[TEXTE FOURNI]
┌──

L'emploi illégal de travailleurs étrangers prend plusieurs formes. Il est communément appréhendé comme le fait pour des migrants de travailler sans disposer d’une autorisation de séjour dans le pays d'accueil. Mais il peut correspondre à d'autres formes d’infraction à la législation relative à l’immigration ou au travail. Les estimations suggèrent qu'il y avait environ 11 millions d'immigrés en situation irrégulière aux États-Unis et beaucoup moins en Europe. L'emploi illégal de travailleurs étrangers est susceptible d'affecter en premier lieu les jeunes hommes et est généralement concentré dans quelques secteurs, notamment l'agriculture, la construction et les services domestiques. Lutter contre l'emploi illégal de travailleurs étrangers devrait donc se traduire à la fois par des inspections du travail et des politiques migratoires afin de réduire l'emploi informel et faciliter les voies légales vers la résidence ou l'emploi. Cela sous-tend également des mesures spécifiquement conçues pour améliorer l’application des réglementations en vigueur, y compris sur le lieu de travail. Lorsque le problème est devenu important ou structurel, des programmes de régularisation ciblés pourraient être utilisés.

└──

[DONNÉES FOURNIES]
┌──

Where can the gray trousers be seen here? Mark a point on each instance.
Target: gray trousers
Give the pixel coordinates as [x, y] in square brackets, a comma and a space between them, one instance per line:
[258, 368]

└──

[CONSIGNE 1] D'après le texte sur l'emploi illégal de travailleurs étrangers, dans quels secteurs ce type d'emploi se concentre-t-il généralement ?
[CONSIGNE 2] Résumez en deux phrases le texte sur l'emploi illégal de travailleurs étrangers.
[CONSIGNE 3] Rédigez la suite du texte sur l'emploi illégal de travailleurs étrangers à partir de sa dernière phrase.

[RÉPONSE 1] Il se concentre généralement dans quelques secteurs, notamment l'agriculture, la construction et les services domestiques.

[RÉPONSE 2] L'emploi illégal de travailleurs étrangers, souvent compris comme le travail de migrants sans autorisation de séjour, touche en premier lieu les jeunes hommes et se concentre dans quelques secteurs comme l'agriculture, la construction et les services domestiques. Pour le combattre, il faudrait associer inspections du travail, politiques migratoires facilitant les voies légales et meilleure application des réglementations, voire recourir à des programmes de régularisation ciblés lorsque le problème devient important ou structurel.

[RÉPONSE 3]
Ignorer l'inquiétude du public relative à l'impact économique et social de la migration, même si cet impact est statistiquement marginal, ou les craintes concernant le manque de contrôle sur la gestion des migrations, même si largement surestimé, pourrait nous empêcher de mener à bien l'agenda de la coopération dans un esprit pragmatique et constructif. C'est pourquoi les données fournies dans l'édition de cette année des Perspectives des migrations internationales viennent à point nommé et contribueront, espérons-le, à faire en sorte que le débat public soit plus étayé.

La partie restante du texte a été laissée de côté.